* [Working data]:
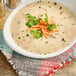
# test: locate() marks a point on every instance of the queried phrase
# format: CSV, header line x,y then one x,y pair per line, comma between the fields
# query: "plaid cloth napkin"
x,y
26,66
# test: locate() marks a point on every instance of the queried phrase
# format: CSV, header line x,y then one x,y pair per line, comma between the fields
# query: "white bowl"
x,y
9,40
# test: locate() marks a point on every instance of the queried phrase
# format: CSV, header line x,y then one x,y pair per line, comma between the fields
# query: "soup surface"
x,y
43,27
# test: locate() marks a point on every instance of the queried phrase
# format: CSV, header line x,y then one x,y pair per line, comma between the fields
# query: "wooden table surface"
x,y
7,70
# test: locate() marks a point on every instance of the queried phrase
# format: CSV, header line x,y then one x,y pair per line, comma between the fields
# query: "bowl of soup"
x,y
41,29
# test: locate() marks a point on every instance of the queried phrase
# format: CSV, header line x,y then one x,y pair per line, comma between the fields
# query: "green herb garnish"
x,y
37,33
63,40
48,1
39,6
32,20
46,18
51,27
19,37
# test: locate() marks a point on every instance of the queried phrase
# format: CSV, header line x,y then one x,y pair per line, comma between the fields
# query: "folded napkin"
x,y
26,66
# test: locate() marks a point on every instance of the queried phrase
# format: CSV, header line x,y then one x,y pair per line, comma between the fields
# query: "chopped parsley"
x,y
48,1
46,18
22,30
32,20
63,40
38,26
49,6
55,3
60,7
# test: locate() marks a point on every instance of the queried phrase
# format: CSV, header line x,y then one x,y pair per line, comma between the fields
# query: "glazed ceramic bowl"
x,y
9,40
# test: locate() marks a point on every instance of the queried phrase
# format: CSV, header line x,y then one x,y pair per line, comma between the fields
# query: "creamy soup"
x,y
43,27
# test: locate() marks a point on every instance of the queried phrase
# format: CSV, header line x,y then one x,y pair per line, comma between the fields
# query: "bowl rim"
x,y
9,40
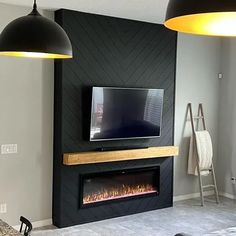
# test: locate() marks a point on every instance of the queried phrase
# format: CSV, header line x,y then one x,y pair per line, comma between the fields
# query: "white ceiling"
x,y
144,10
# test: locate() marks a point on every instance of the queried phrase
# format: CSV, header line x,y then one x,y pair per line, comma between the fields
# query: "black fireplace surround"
x,y
117,53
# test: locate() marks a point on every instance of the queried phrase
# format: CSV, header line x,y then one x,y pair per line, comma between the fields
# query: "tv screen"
x,y
125,113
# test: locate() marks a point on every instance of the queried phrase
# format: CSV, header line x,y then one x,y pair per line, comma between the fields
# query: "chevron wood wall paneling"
x,y
108,52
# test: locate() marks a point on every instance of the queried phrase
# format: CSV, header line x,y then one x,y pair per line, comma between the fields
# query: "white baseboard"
x,y
230,196
191,195
37,224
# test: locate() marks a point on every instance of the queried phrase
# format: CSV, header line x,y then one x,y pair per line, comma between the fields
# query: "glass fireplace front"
x,y
117,185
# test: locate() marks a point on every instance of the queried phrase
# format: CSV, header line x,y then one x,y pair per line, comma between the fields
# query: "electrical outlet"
x,y
8,148
233,180
3,208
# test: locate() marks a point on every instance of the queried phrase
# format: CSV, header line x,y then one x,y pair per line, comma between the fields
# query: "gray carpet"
x,y
186,216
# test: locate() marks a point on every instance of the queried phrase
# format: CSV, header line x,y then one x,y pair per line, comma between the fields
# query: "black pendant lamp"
x,y
204,17
35,36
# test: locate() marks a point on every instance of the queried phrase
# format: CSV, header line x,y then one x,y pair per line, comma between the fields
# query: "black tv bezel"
x,y
129,138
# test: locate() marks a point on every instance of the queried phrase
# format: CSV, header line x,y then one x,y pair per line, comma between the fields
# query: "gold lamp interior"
x,y
35,55
215,24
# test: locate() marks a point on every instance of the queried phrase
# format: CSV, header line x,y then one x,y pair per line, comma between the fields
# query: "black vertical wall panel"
x,y
108,52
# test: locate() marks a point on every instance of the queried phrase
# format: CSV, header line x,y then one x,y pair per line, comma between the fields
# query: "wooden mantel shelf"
x,y
121,155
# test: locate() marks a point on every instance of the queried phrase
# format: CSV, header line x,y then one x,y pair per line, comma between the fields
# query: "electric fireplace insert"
x,y
105,187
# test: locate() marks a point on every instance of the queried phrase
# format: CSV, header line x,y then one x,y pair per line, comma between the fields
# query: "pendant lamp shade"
x,y
204,17
35,36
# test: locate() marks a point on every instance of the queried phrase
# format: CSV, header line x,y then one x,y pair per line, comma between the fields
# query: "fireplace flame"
x,y
119,192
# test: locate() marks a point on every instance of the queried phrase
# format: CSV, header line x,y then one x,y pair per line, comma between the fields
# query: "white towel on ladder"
x,y
204,150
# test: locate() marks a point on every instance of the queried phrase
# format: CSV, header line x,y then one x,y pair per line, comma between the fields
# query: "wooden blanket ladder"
x,y
197,119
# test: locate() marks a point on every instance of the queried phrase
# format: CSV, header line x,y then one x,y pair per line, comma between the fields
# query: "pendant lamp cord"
x,y
35,5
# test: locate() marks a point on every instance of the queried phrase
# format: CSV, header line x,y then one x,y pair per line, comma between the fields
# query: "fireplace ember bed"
x,y
105,187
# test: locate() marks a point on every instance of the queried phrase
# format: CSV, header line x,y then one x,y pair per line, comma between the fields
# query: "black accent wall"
x,y
108,52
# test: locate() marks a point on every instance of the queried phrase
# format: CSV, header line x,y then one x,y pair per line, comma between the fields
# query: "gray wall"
x,y
198,65
26,101
226,161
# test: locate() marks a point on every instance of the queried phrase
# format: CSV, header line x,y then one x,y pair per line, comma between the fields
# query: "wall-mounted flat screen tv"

* [Exercise goal]:
Transcribe the material as is, with images omitted.

* [Task result]:
# test: locate() marks a point on every instance of the queried phrase
# format: CSV, header line x,y then one x,y pair per line, comma between the fields
# query: "plaid cloth napkin"
x,y
26,66
# test: locate() marks a point on every instance of the queried phrase
# format: CSV, header line x,y then one x,y pair per line, comma between the fields
# query: "white bowl"
x,y
9,40
# test: locate() marks a point on every instance of the queried phrase
# format: CSV, header line x,y then one x,y pair per line, comma between the fields
# query: "soup surface"
x,y
43,27
# test: locate() marks a point on every instance of the queried phrase
# format: CSV, header line x,y then one x,y pair per line, comma between the fields
# query: "wooden table surface"
x,y
7,70
# test: locate() marks a point on every instance of the queried phrase
# format: CSV, header line x,y then one x,y pair per line, comma between the fields
# query: "bowl of soup"
x,y
41,29
# test: locate() marks a point on every instance of the queried phrase
# format: CSV, header line x,y then one x,y pair per line, comma between the fields
# query: "green herb garnish"
x,y
37,33
63,40
48,1
39,6
32,20
46,18
51,27
19,37
# test: locate() marks a point on every instance of the queried phrase
# format: CSV, header line x,y then one x,y pair per line, comma between the fields
# query: "folded napkin"
x,y
26,66
# test: locate() marks a point on every instance of the queried phrase
# format: CSV, header line x,y then one x,y pair per line, comma between the fields
# query: "chopped parsley"
x,y
48,1
46,18
22,30
32,20
63,40
38,26
49,6
55,3
60,7
# test: locate() marks a point on every instance of the queried phrase
# format: CSV, header line x,y then one x,y pair per line, comma between the fields
# query: "glazed ceramic bowl"
x,y
9,40
# test: locate() marks a point on every instance of the queried phrase
# format: CSV, header line x,y then one x,y pair per line, comma between the fields
# query: "creamy soup"
x,y
43,27
# test: locate() marks a point on every instance of the queried phrase
# format: CSV, header line x,y then one x,y pair per line, comma between the fields
# query: "bowl rim"
x,y
9,40
# test: locate() marks a point on every instance of the queried phrase
# format: CSV, header line x,y then one x,y pair per line, comma between the fields
# query: "white ceiling"
x,y
144,10
# test: locate() marks a point on every instance of the queried phrase
# format: CSV, header line x,y then one x,y pair per line, comma between the fields
# query: "black fireplace surround"
x,y
117,53
# test: locate() marks a point on every instance of the queried phrase
# format: CSV, header line x,y then one x,y pair per line, comma between the fields
# query: "tv screen"
x,y
125,113
# test: locate() marks a point on every instance of the queried phrase
# format: CSV, header line x,y then one x,y pair per line, comma between the fields
# query: "chevron wood wall paneling"
x,y
108,52
# test: locate() marks a point on every instance of the queried phrase
# format: CSV, header line x,y then one x,y pair per line, comma between the fields
# query: "white baseboard"
x,y
230,196
191,195
37,224
# test: locate() marks a point on every instance of the queried phrase
# format: CSV, header line x,y then one x,y pair per line, comma between the fields
# query: "glass fireplace front"
x,y
117,185
# test: locate() marks a point on every instance of the queried phrase
# format: CSV, header line x,y then one x,y pair per line, comma between the fields
# query: "electrical outlet"
x,y
8,148
233,180
3,208
# test: locate() marks a point on every instance of the queried phrase
# format: CSV, header line x,y then one x,y pair per line, comma between the fields
# query: "gray carpet"
x,y
186,216
# test: locate() marks a point on every instance of the queried phrase
# format: CSV, header line x,y then one x,y pair per line, comma between the fields
# query: "black pendant lamp"
x,y
204,17
35,36
# test: locate() marks a point on every instance of the queried phrase
# format: CSV, header line x,y then one x,y pair per line, comma between the fields
# query: "black tv bezel"
x,y
129,138
# test: locate() marks a point on every instance of the queried phrase
# format: CSV, header line x,y then one x,y pair per line, comma between the fields
# query: "gold lamp interior"
x,y
35,55
215,24
# test: locate() marks a point on every instance of the queried phrase
# format: CSV, header line x,y then one x,y pair per line, comma between the fields
# query: "black vertical wall panel"
x,y
108,52
# test: locate() marks a point on every instance of the queried phrase
# format: CSV, header line x,y then one x,y pair per line, comma between the fields
# query: "wooden mantel shelf"
x,y
121,155
# test: locate() marks a point on every instance of the queried phrase
# format: CSV, header line x,y then one x,y pair per line, comma between the fields
# query: "electric fireplace insert"
x,y
105,187
# test: locate() marks a point on every instance of the queried phrase
# format: CSV, header line x,y then one x,y pair per line, comma between the fields
# query: "pendant lamp shade"
x,y
204,17
35,36
# test: locate() marks a point on every instance of the queried phrase
# format: CSV, header line x,y then one x,y pair per line, comma between the fields
# query: "fireplace flame"
x,y
119,192
# test: locate() marks a point on every instance of the queried phrase
# format: CSV, header line x,y then one x,y pair per line, comma between the fields
# query: "white towel on ladder"
x,y
204,150
# test: locate() marks a point on every instance of the queried phrase
# format: CSV, header line x,y then one x,y pair per line, comma between the fields
# query: "wooden blanket ladder"
x,y
197,119
# test: locate() marks a point on every instance of the queried phrase
# format: CSV, header line x,y then one x,y pair per line, comma between the fields
# query: "pendant lamp cord"
x,y
35,5
# test: locate() marks a point on every instance of the queried phrase
# format: CSV, header line x,y then one x,y pair per line, comma between the fields
# query: "fireplace ember bed"
x,y
105,187
# test: locate() marks a point on every instance of the queried phrase
# format: CSV, header line x,y then one x,y pair per line, comma between the fields
# query: "black accent wall"
x,y
108,52
# test: locate() marks a point on every instance of the queried phrase
# format: CSV, header line x,y then one x,y pair per line, comma between the fields
# query: "gray wall"
x,y
198,65
26,101
226,161
# test: locate() marks a point on every instance of the queried phrase
# format: CSV, header line x,y then one x,y pair per line, comma between the fields
# query: "wall-mounted flat screen tv"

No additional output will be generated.